Goal of the exercise:
Lay out the lines below as a Markdown table with two columns, Index and Text: put a running row number in Index and each line in Text, and skip blank lines. Leave the pictures out of the table.

Provided data:
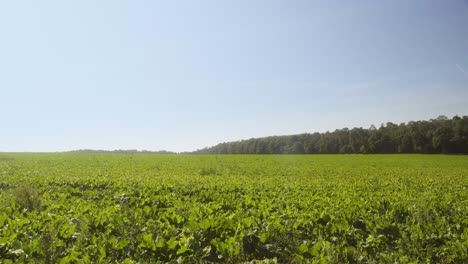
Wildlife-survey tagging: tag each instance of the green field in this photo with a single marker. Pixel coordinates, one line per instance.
(136, 208)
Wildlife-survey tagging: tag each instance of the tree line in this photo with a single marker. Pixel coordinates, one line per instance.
(439, 135)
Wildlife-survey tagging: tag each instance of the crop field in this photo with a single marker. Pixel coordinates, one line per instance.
(143, 208)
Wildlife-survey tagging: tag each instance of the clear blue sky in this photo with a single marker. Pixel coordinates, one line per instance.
(182, 75)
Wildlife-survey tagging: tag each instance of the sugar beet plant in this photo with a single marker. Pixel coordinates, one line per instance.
(124, 208)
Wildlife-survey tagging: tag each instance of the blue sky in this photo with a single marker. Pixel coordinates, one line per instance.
(182, 75)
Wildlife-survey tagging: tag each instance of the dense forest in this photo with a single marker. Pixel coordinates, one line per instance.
(440, 135)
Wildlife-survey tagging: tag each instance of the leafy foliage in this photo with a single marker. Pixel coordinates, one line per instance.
(139, 208)
(440, 135)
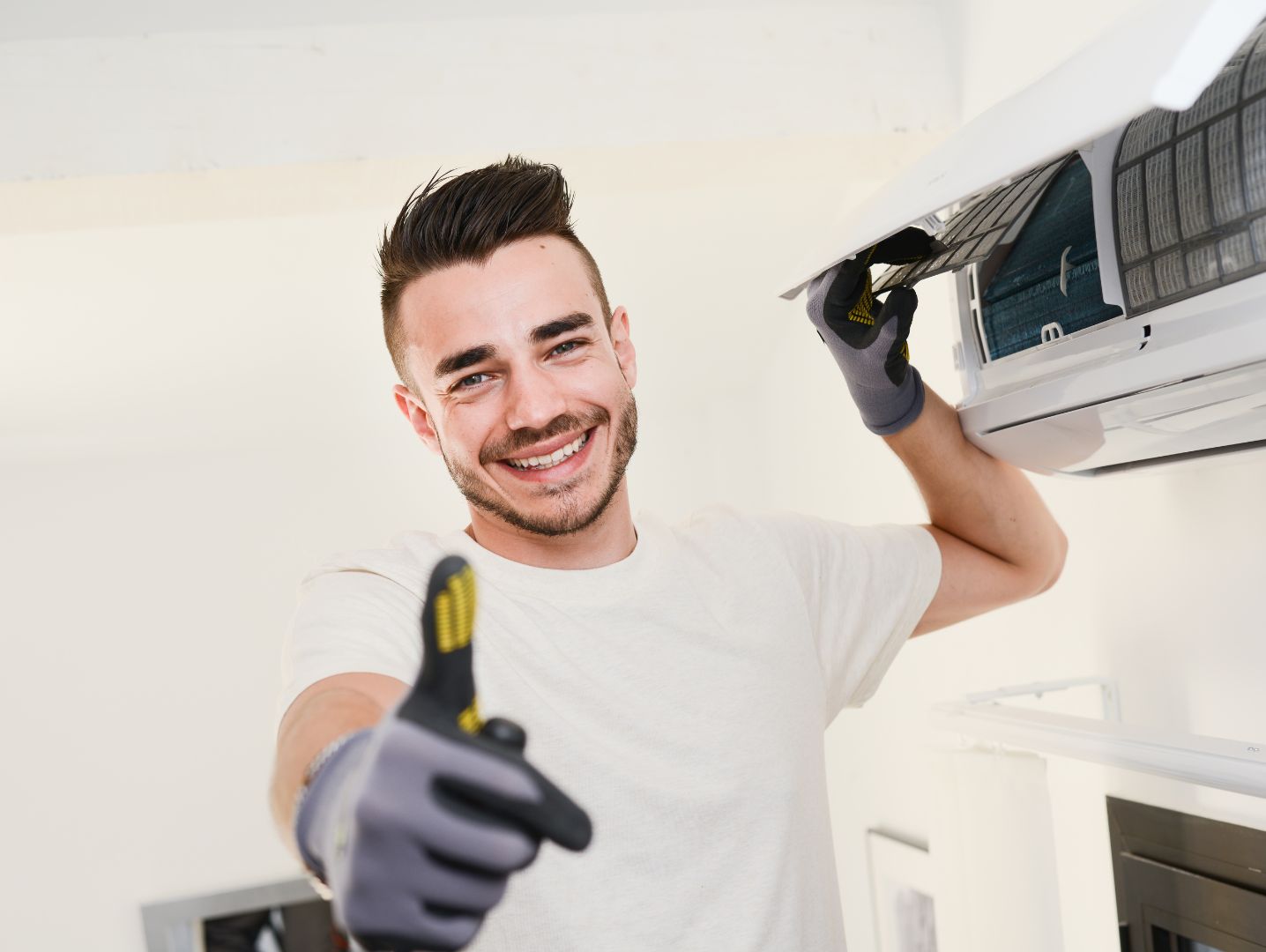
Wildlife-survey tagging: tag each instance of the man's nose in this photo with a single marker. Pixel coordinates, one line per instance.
(533, 400)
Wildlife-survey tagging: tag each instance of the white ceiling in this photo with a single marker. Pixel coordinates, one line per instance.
(150, 89)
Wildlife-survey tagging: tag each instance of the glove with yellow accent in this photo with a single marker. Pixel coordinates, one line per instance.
(417, 824)
(868, 339)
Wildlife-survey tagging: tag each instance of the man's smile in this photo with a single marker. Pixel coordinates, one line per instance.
(551, 461)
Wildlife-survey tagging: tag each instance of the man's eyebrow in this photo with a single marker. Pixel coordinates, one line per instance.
(572, 322)
(462, 360)
(478, 353)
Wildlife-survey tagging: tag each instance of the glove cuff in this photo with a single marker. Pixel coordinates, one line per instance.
(902, 408)
(316, 812)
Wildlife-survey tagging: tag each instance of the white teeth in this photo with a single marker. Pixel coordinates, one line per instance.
(557, 456)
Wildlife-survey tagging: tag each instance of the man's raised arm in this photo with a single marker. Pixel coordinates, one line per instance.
(998, 540)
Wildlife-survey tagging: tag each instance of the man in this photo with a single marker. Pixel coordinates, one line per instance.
(674, 680)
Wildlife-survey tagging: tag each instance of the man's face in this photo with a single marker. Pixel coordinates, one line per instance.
(523, 392)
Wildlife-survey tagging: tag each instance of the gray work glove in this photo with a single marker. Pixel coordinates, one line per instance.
(417, 824)
(868, 339)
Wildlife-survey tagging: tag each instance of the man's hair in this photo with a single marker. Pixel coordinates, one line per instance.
(465, 220)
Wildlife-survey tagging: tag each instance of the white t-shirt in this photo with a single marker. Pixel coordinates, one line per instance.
(679, 695)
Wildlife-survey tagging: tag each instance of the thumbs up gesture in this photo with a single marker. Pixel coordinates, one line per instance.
(446, 807)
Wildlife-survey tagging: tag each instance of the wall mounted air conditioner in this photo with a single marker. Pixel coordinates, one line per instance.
(1106, 227)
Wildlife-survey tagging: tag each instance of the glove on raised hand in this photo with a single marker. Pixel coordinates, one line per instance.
(868, 339)
(417, 824)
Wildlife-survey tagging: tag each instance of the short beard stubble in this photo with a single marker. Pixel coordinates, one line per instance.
(569, 517)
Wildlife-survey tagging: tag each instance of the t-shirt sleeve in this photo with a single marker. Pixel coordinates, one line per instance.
(865, 589)
(350, 621)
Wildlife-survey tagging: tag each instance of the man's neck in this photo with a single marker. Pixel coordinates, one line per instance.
(607, 539)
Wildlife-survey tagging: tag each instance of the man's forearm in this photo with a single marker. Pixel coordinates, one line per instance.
(981, 501)
(305, 732)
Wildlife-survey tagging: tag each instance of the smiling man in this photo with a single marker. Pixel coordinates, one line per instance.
(676, 680)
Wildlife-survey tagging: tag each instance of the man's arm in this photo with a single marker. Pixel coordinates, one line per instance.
(999, 543)
(318, 717)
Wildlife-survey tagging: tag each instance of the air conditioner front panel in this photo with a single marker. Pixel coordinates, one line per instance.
(1214, 412)
(1164, 54)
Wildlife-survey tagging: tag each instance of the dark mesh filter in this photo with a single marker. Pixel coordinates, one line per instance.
(1190, 188)
(1025, 293)
(974, 232)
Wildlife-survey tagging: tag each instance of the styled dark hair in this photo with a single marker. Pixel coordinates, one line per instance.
(464, 220)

Problem solution:
| Index | Text |
|---|---|
| 1 | Wildlife-survey tagging: tag each instance of the green field in this photo with a single marker. Pixel coordinates, one line per instance. |
| 2 | (136, 208) |
| 3 | Wildlife-survey tagging: tag each instance of the tree line in this photo with a single marker. Pixel coordinates, one line per instance. |
| 4 | (439, 135) |
| 5 | Wildlife-survey tagging: tag each instance of the crop field in this photo with a single marker. Pixel coordinates, one line per instance. |
| 6 | (143, 208) |
| 7 | Wildlife-survey tagging: tag each instance of the clear blue sky in this photo with a single marker. Pixel coordinates, one line per instance. |
| 8 | (182, 75) |
| 9 | Wildlife-survey tagging: tag each instance of the sugar beet plant in this photo with a single marker. Pixel coordinates, one line per instance. |
| 10 | (124, 208) |
| 11 | Wildlife-survey tagging: tag each instance of the blue sky in this photo with a single marker. Pixel coordinates, one line per instance. |
| 12 | (182, 75) |
| 13 | Wildlife-survey tagging: tag each instance of the dense forest in this photo with a single marker. Pixel coordinates, one line per instance. |
| 14 | (440, 135) |
| 15 | Wildlife-survey tagging: tag each instance of the leafy foliage in this photo with a single marker. Pixel coordinates, one line per instance. |
| 16 | (139, 208) |
| 17 | (440, 135) |
| 18 | Wildlife-survey tagging: tag each instance of the man's nose in this photo with a single marker. Pixel coordinates, one line per instance. |
| 19 | (533, 400) |
| 20 | Wildlife-survey tagging: tag each instance of the white ceiling in this photo with a single marker. Pixel coordinates, one line per instance. |
| 21 | (150, 89) |
| 22 | Wildlife-survey tagging: tag each instance of the glove with yellow accent in this photo with a single marker. Pixel coordinates, one line per instance. |
| 23 | (417, 824) |
| 24 | (868, 339) |
| 25 | Wildlife-survey tagging: tag each instance of the man's smile in this photo with a single marker. Pixel coordinates, one line per instance. |
| 26 | (551, 461) |
| 27 | Wildlife-survey tagging: tag each instance of the man's eyebrow in this photo with a single marker. Pixel coordinates, one line per instance. |
| 28 | (572, 322) |
| 29 | (462, 360) |
| 30 | (478, 353) |
| 31 | Wildlife-survey tagging: tag each instance of the glove cuff in this photo with a single marker. Pixel coordinates, one line per instance. |
| 32 | (902, 408) |
| 33 | (316, 812) |
| 34 | Wildlife-survey tagging: tag each instance of the white teeth in this photo with a single marker. Pixel coordinates, one line per instance. |
| 35 | (557, 456) |
| 36 | Wildlife-survey tagging: tag each instance of the man's raised arm in this photo with a single marker. Pixel coordinates, one line per instance. |
| 37 | (998, 540) |
| 38 | Wildlife-survey tagging: tag each instance of the man in this photo with a single marker. Pixel coordinates, one line per instance. |
| 39 | (674, 680) |
| 40 | Wildlife-survey tagging: tag each instance of the man's face in this photo with a single marker. Pixel coordinates, one line per instance. |
| 41 | (523, 392) |
| 42 | Wildlife-survey tagging: tag each instance of the gray work glove in this photo with a single marker. Pixel coordinates, one line per instance. |
| 43 | (417, 824) |
| 44 | (868, 339) |
| 45 | Wildlife-survey tagging: tag each instance of the man's hair in this photo with a single marker. Pixel coordinates, one line per instance. |
| 46 | (465, 220) |
| 47 | Wildlife-survey tagging: tag each instance of the white t-shirt in this photo with a single marker. Pixel coordinates, one line per instance. |
| 48 | (679, 695) |
| 49 | Wildlife-survey tagging: tag each instance of the thumbs up gesture in this photo with a single marker. Pixel coordinates, one line per instance. |
| 50 | (446, 807) |
| 51 | Wildlife-survey tagging: tag each instance of the wall mounted air conditioner in this photo with a single marker. Pixel coordinates, one line per instance. |
| 52 | (1106, 227) |
| 53 | Wildlife-survey tagging: tag each instance of the glove on raised hand in this photo with a single marker. Pixel coordinates, one line per instance. |
| 54 | (868, 339) |
| 55 | (417, 824) |
| 56 | Wildlife-survey tagging: tag each instance of the short beard stubble in this photo with a single marker. Pixel coordinates, one line per instance. |
| 57 | (569, 517) |
| 58 | Wildlife-survey tagging: tag each instance of the t-shirt sleeve in this photo with a single marker. Pixel coordinates, one line per instance. |
| 59 | (865, 589) |
| 60 | (350, 621) |
| 61 | Wildlife-survey tagging: tag each instance of the man's neck in this photo with a single marker. Pixel coordinates, one line per instance. |
| 62 | (607, 539) |
| 63 | Wildlife-survey tagging: tag each instance of the man's forearm in this photo with a single marker. Pixel coordinates, one line per instance. |
| 64 | (981, 501) |
| 65 | (305, 732) |
| 66 | Wildlife-survey tagging: tag each instance of the smiling man in this photo with a single marker. Pixel coordinates, one line per instance. |
| 67 | (676, 680) |
| 68 | Wildlife-survey tagging: tag each instance of the man's arm in this photo with a single marker. Pixel coordinates, one line per instance. |
| 69 | (999, 543) |
| 70 | (318, 717) |
| 71 | Wildlife-survey tagging: tag each instance of the air conditioner front panel in this photo with a single marker. Pixel coordinates, one line per instance. |
| 72 | (1214, 412) |
| 73 | (1164, 54) |
| 74 | Wildlife-survey tagging: tag each instance of the dark mesh filter in this photo with a single marker. Pixel coordinates, one line per instance. |
| 75 | (1190, 188) |
| 76 | (1025, 293) |
| 77 | (974, 232) |
| 78 | Wildlife-survey tagging: tag each instance of the styled dark hair in this photo with a single marker. Pixel coordinates, one line per instance. |
| 79 | (464, 220) |